> **Document**
Bastille began as an alternative identity for Dan Smith, a vehicle for his numerous ideas. Why Bastille? You could say Dan chose it because it connotes revolution and change, but really it's just because his birthday falls on Bastille Day and he wanted something neutral yet evocative enough to describe his rhythmically and melodically inventive indie-R&B-pop. As he says, "It's anonymous and it allows me the freedom to do what I want." Oh, and because he didn't want to trade as Dan Smith: troubadour.

Dan put the first Bastille songs online in autumn 2010, but it was when he uploaded a video for his song Flaws at the start of 2011, which he had cut together with footage from Terence Mallick’s Badlands, that he noticed a real reaction. It garnered over 250,000 views on Youtube and, more to Dan’s surprise, has been treated to scores of covers by performers around the world. “I nearly fell off my chair when I saw the first cover” Dan says. “To this day it is still incredibly surreal to see so many complete strangers on the other side of the world singing songs that I made in my room”. Bastille’s online success continued throughout 2011, and autumn saw their dark and moody cover of City High’s 2000s classic What Would You Do fly straight to the top of both We are Hunted and the prestigious Hype Machine chart.

“I’m inspired by a lot of music, but I particularly respect interesting singer-songwriters who explore and try new things. People like Antony Hegarty, Regina Spektor, Kate Bush, Bon Iver and Bjork".

His songs clearly have wide-ranging appeal. "They draw on pop culture and literature to a degree," he says. "Mainly, though, they touch on that feeling of being at the end of your teens and start of your twenties, and the worries you have as a young adult. It's quite an odd existence… They're songs about trying to grow up, looking back to the past and forwards to the future."

> **Your instructions**
Translate this sentence from the text about Bastille into Spanish: "Bastille began as an alternative identity for Dan Smith, a vehicle for his numerous ideas."

Object pointing data rows:
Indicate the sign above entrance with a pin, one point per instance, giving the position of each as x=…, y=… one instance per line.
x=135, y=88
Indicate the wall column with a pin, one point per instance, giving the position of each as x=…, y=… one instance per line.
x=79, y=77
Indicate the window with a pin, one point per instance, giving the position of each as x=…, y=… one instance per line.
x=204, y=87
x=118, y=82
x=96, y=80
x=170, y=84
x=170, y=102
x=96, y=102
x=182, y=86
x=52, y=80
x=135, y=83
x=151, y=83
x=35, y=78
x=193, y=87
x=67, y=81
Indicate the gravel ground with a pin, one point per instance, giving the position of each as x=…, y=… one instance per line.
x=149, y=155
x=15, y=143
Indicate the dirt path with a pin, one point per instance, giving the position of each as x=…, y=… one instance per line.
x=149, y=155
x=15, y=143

> **Final result**
Bastille comenzó como una identidad alternativa de Dan Smith, un vehículo para sus numerosas ideas.